Aim: Format the item lines as a numbered list, omitting blank lines. Begin at the line containing "Q: Name the bounding box of the street" and stop after the line containing "[548,433,1140,556]", including both.
── Source material ──
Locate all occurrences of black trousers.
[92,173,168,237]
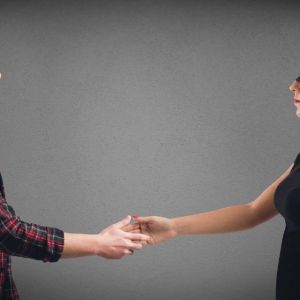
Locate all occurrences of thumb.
[114,215,131,228]
[132,216,152,223]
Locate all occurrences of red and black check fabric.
[0,173,64,300]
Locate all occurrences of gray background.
[0,0,300,300]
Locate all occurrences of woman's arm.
[134,164,293,244]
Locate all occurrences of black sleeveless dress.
[274,153,300,300]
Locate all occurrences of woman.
[131,76,300,300]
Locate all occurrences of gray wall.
[0,0,300,300]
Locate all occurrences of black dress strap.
[0,173,5,198]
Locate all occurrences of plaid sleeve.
[0,195,64,262]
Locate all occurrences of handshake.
[62,216,176,259]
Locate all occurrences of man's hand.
[123,216,177,245]
[95,216,149,259]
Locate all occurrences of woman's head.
[290,76,300,118]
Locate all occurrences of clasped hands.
[95,216,176,259]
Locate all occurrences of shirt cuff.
[43,227,64,262]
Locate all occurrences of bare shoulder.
[248,163,294,226]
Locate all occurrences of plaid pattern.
[0,173,64,300]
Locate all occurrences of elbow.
[0,218,24,255]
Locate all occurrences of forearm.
[61,232,96,258]
[172,204,254,235]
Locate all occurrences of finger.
[130,229,141,233]
[126,232,150,242]
[121,240,143,250]
[132,216,152,224]
[114,215,131,228]
[124,249,134,255]
[129,242,143,250]
[121,223,140,232]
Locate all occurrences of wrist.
[170,218,179,238]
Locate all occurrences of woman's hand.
[95,216,149,259]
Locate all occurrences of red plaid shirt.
[0,173,64,300]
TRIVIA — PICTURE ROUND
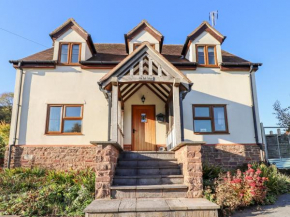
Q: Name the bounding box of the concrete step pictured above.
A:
[113,175,183,186]
[84,198,220,217]
[115,166,181,176]
[119,151,175,160]
[111,184,187,199]
[118,159,178,167]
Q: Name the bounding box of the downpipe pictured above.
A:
[98,83,112,141]
[7,61,23,169]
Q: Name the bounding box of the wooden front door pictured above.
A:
[132,105,156,151]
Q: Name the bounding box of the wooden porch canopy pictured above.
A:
[99,42,192,148]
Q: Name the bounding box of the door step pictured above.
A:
[111,184,187,199]
[113,175,184,186]
[84,198,219,217]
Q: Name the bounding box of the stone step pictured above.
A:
[115,166,181,176]
[113,175,184,186]
[119,151,175,160]
[84,198,220,217]
[118,159,178,167]
[111,184,187,199]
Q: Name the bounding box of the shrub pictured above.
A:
[0,168,95,216]
[253,163,290,204]
[205,164,267,215]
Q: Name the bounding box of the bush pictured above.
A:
[0,168,95,216]
[205,164,267,214]
[0,121,10,159]
[253,163,290,204]
[203,163,290,215]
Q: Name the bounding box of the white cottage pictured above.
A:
[5,19,261,214]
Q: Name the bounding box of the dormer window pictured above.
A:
[59,43,81,65]
[196,45,217,66]
[133,43,155,50]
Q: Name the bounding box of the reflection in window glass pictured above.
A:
[63,120,82,133]
[213,107,226,131]
[207,47,215,65]
[48,107,61,132]
[71,44,79,63]
[194,107,209,117]
[65,106,82,117]
[194,120,212,133]
[197,46,205,64]
[60,44,68,63]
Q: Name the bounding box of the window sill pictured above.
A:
[44,133,84,136]
[193,132,230,135]
[197,64,219,68]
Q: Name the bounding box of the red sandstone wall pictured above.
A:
[201,144,261,168]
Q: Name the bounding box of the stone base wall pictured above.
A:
[95,145,119,199]
[175,145,203,198]
[4,145,97,170]
[201,144,261,169]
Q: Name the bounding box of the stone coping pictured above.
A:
[84,198,220,213]
[90,141,123,151]
[111,184,188,190]
[170,141,206,151]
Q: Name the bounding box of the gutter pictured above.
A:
[249,64,262,146]
[98,82,112,141]
[7,61,23,169]
[221,62,263,67]
[9,60,56,66]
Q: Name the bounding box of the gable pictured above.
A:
[99,42,191,87]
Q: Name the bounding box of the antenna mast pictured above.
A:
[209,10,219,27]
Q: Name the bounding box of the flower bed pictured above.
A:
[204,164,290,216]
[0,168,95,216]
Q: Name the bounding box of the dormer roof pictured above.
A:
[49,18,97,54]
[125,20,164,53]
[181,21,226,55]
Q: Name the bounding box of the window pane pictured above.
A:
[197,46,205,64]
[65,106,82,117]
[194,120,212,133]
[48,107,61,132]
[71,44,79,63]
[213,107,226,131]
[60,44,68,63]
[207,47,215,65]
[194,107,209,117]
[63,120,82,133]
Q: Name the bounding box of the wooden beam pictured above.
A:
[144,84,166,102]
[124,84,144,102]
[150,83,167,99]
[123,83,139,98]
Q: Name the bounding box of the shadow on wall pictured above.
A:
[183,87,261,168]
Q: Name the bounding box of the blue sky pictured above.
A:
[0,0,290,125]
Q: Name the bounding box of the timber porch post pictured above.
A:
[172,78,181,146]
[111,77,118,142]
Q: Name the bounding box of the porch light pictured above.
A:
[141,95,146,103]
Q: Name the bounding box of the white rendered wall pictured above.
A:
[124,86,166,145]
[129,30,159,53]
[10,66,108,145]
[183,68,259,144]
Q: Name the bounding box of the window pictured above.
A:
[46,105,83,134]
[193,105,228,134]
[59,43,81,65]
[197,45,217,66]
[133,43,155,50]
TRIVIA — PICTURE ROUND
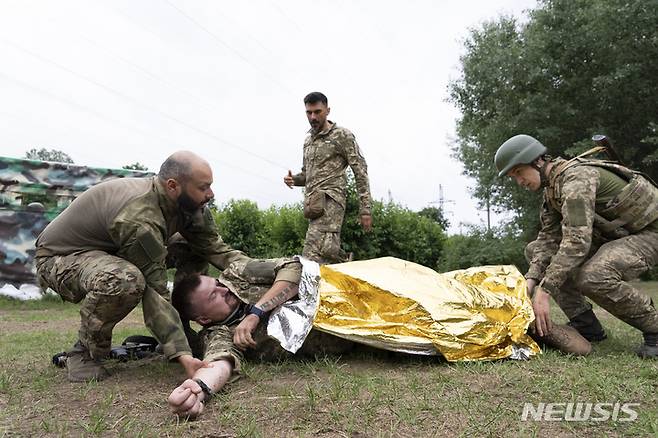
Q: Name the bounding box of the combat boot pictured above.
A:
[637,333,658,359]
[66,341,110,382]
[530,324,592,356]
[568,309,608,342]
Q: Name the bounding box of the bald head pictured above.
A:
[158,151,210,183]
[158,151,215,211]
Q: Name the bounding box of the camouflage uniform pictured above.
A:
[0,157,152,287]
[197,259,354,376]
[526,158,658,333]
[36,177,247,359]
[293,122,371,263]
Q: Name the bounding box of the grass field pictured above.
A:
[0,282,658,437]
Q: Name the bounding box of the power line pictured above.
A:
[0,72,279,199]
[163,0,294,95]
[0,39,288,170]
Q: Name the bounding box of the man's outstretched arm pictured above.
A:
[167,359,233,418]
[233,280,299,350]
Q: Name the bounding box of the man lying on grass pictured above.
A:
[169,257,591,417]
[169,259,353,418]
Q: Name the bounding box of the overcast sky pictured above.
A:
[0,0,536,232]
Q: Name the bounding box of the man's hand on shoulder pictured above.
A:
[361,214,372,233]
[233,314,260,350]
[167,379,205,418]
[177,354,209,378]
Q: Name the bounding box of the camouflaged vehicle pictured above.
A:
[0,157,153,287]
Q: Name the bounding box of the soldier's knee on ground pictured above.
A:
[574,264,621,297]
[89,266,146,305]
[523,241,539,263]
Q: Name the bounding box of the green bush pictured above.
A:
[439,227,528,273]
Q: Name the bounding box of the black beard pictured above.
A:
[177,191,203,213]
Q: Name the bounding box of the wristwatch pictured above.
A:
[247,304,267,319]
[194,379,213,402]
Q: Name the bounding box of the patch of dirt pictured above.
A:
[0,309,144,333]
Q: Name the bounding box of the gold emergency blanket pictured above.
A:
[313,257,540,361]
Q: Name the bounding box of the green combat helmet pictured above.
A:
[494,134,547,177]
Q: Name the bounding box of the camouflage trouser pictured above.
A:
[302,196,347,264]
[36,238,208,358]
[524,231,658,333]
[36,251,146,359]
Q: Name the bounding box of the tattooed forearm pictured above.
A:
[256,281,299,312]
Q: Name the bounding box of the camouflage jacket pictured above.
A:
[526,158,656,293]
[293,122,371,215]
[191,258,302,375]
[36,177,249,359]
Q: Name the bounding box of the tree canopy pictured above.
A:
[449,0,658,234]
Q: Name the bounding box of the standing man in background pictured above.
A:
[283,91,372,263]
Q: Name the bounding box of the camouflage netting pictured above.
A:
[0,157,153,287]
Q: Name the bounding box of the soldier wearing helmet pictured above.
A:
[494,134,658,358]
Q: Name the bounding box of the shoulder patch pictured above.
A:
[564,198,587,227]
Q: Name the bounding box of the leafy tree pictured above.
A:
[214,179,445,268]
[450,0,658,234]
[25,148,73,164]
[341,178,445,269]
[121,161,149,171]
[263,203,308,257]
[439,227,528,272]
[215,199,266,257]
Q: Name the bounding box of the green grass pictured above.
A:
[0,282,658,437]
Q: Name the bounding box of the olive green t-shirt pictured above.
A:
[595,167,658,231]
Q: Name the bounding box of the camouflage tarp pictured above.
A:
[0,157,153,287]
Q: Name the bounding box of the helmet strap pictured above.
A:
[530,159,550,188]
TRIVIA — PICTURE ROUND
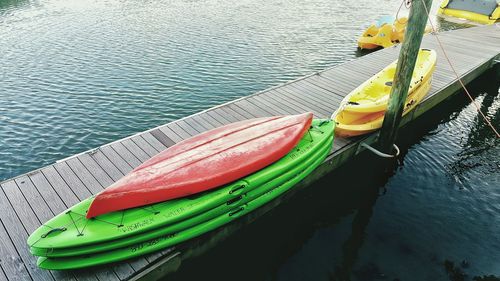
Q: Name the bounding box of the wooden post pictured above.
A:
[379,0,432,154]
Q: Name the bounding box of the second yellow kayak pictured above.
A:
[334,49,437,137]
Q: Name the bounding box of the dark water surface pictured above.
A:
[0,0,500,280]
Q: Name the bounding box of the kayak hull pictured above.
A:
[86,113,312,218]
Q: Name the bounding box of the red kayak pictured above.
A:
[87,113,313,218]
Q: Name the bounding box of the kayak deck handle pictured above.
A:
[42,227,66,238]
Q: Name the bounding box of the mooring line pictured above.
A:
[418,0,500,138]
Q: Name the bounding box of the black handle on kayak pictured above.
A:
[42,227,66,238]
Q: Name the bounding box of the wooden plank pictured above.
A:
[259,92,308,114]
[166,122,191,140]
[8,176,118,280]
[131,135,160,154]
[198,112,224,127]
[227,103,260,119]
[190,114,216,130]
[234,99,273,117]
[0,181,54,280]
[0,263,7,281]
[176,119,200,136]
[139,132,167,152]
[0,218,32,281]
[159,124,182,143]
[99,146,132,176]
[87,149,123,182]
[245,96,288,116]
[64,158,103,195]
[66,158,135,280]
[211,107,241,123]
[207,110,233,124]
[76,153,114,187]
[278,83,331,112]
[182,118,207,133]
[247,95,296,115]
[121,139,153,163]
[108,142,141,168]
[274,89,329,116]
[53,162,92,198]
[218,106,252,121]
[148,129,175,147]
[40,166,83,206]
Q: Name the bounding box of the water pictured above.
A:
[0,0,452,180]
[172,71,500,281]
[0,0,500,280]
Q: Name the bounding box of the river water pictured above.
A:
[0,0,500,280]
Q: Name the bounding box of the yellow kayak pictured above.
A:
[438,0,500,24]
[334,49,437,137]
[358,17,431,50]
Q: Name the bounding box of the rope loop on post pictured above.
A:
[360,142,400,158]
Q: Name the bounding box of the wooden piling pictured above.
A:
[379,0,432,154]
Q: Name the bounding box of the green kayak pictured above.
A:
[28,120,333,257]
[37,125,333,270]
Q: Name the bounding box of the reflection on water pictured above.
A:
[172,68,500,281]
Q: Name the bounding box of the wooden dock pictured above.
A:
[0,25,500,280]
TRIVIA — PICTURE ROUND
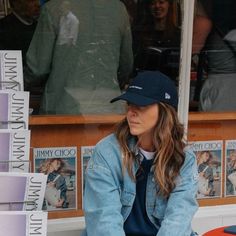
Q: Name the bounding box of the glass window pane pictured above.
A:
[190,0,236,111]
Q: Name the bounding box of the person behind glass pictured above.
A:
[25,0,133,114]
[0,0,40,64]
[133,0,180,79]
[38,158,67,208]
[84,71,198,236]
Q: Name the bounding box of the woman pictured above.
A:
[84,71,198,236]
[39,158,67,210]
[133,0,180,79]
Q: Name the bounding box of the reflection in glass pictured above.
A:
[133,0,181,83]
[25,0,133,114]
[192,0,236,111]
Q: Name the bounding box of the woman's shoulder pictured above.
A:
[184,145,197,166]
[94,134,121,162]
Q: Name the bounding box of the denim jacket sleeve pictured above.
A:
[84,136,125,236]
[157,148,198,236]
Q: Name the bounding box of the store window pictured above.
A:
[190,0,236,111]
[0,0,183,115]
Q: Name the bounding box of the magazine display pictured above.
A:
[0,211,47,236]
[191,141,223,199]
[33,147,77,211]
[0,91,29,130]
[225,140,236,196]
[0,50,24,91]
[0,130,30,173]
[0,172,47,211]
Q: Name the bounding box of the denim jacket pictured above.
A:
[83,134,198,236]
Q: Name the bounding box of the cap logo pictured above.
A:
[129,85,143,90]
[165,93,170,99]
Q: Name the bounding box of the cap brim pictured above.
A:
[110,92,158,106]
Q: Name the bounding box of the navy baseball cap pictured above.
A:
[110,71,178,109]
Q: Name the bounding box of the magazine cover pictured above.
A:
[224,140,236,196]
[0,50,24,91]
[0,130,30,172]
[33,147,77,211]
[81,146,95,194]
[0,91,29,130]
[0,172,47,211]
[0,211,48,236]
[191,141,223,199]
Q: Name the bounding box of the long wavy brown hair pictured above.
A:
[115,103,185,198]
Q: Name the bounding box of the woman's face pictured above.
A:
[150,0,170,20]
[126,104,159,138]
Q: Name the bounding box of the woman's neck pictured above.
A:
[138,137,155,152]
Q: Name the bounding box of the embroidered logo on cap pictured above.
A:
[165,93,170,99]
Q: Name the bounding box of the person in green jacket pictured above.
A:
[25,0,133,114]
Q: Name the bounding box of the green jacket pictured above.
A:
[25,0,133,114]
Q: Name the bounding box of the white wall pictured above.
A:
[48,204,236,236]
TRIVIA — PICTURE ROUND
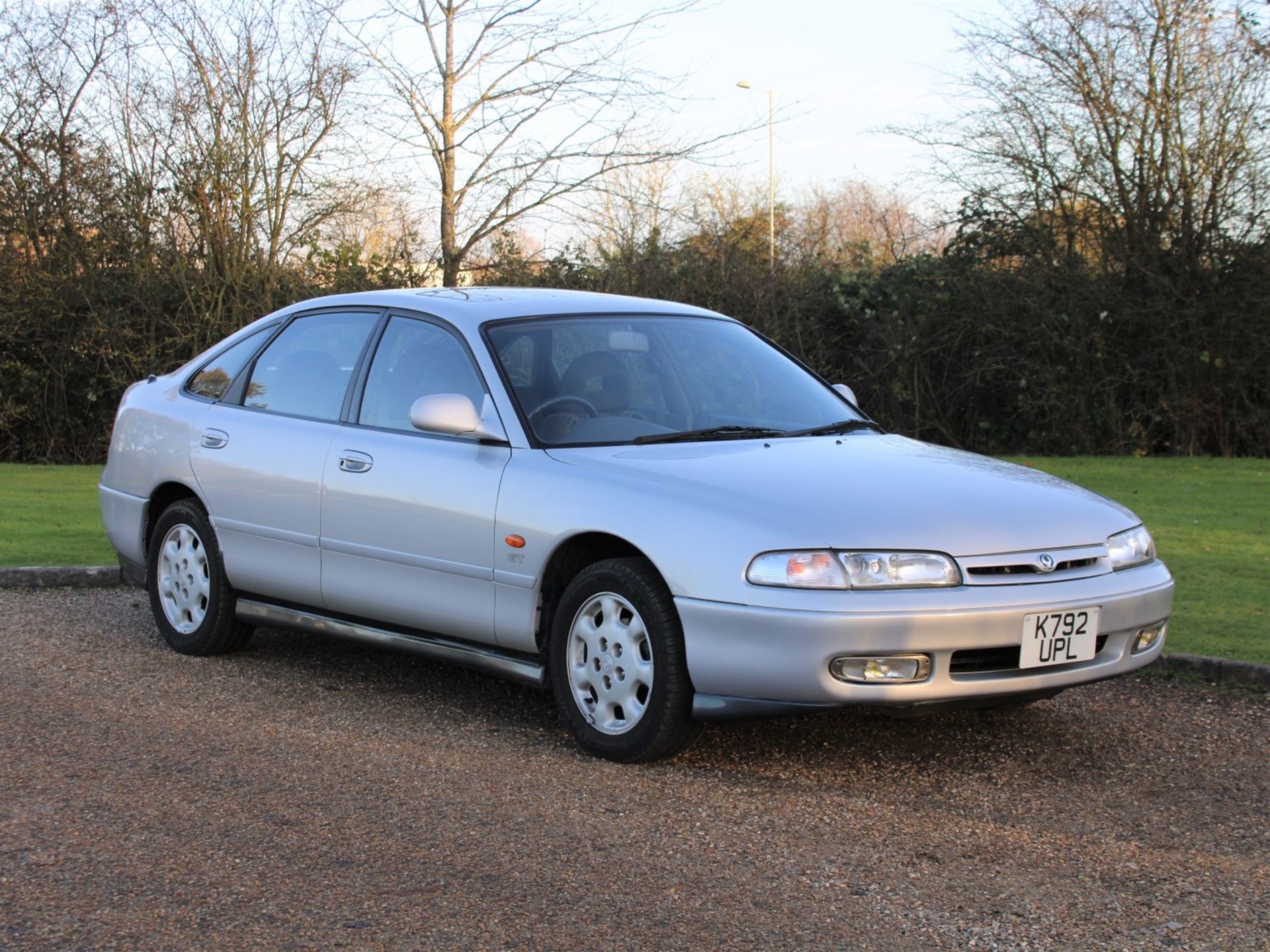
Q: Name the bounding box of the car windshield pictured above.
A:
[486,316,863,446]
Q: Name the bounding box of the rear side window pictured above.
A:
[185,325,270,400]
[243,312,378,420]
[358,317,485,432]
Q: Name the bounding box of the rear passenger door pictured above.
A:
[190,309,382,607]
[321,315,512,643]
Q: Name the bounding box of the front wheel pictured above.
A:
[548,559,700,763]
[149,499,254,655]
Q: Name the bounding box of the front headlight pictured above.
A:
[745,551,961,589]
[1107,526,1156,569]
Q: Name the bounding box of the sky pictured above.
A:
[636,0,999,192]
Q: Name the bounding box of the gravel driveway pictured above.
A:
[0,589,1270,949]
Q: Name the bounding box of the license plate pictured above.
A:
[1019,608,1101,668]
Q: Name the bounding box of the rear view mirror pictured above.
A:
[410,393,507,443]
[609,330,648,352]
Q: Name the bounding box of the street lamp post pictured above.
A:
[737,80,776,272]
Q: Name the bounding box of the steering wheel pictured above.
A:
[530,393,599,426]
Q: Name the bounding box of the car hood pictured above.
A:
[548,433,1140,556]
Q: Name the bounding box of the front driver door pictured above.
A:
[321,315,511,643]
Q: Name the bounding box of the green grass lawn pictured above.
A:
[0,457,1270,662]
[1012,457,1270,662]
[0,463,116,565]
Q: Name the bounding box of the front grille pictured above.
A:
[949,635,1107,674]
[966,559,1099,575]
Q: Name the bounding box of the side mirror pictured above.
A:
[833,383,860,406]
[410,393,507,443]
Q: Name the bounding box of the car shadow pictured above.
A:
[235,628,1163,782]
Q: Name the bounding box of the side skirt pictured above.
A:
[235,598,546,688]
[692,694,842,721]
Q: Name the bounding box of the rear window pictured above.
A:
[185,325,276,400]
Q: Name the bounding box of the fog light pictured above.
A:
[1133,621,1168,655]
[829,655,931,684]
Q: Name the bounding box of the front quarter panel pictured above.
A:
[494,450,808,651]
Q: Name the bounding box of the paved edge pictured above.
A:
[0,565,1270,688]
[0,565,123,589]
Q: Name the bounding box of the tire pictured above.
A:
[146,499,255,655]
[548,559,701,763]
───
Right answer:
1. Q: Name the bounding box of the street lamp post pictured above.
2. A:
3. [737,80,776,272]
4. Q: Name the bounding box of the steering wheel pictured above.
5. A:
6. [530,393,599,426]
7. Q: Name the bounding box of the car hood pictured above.
8. A:
9. [548,433,1140,556]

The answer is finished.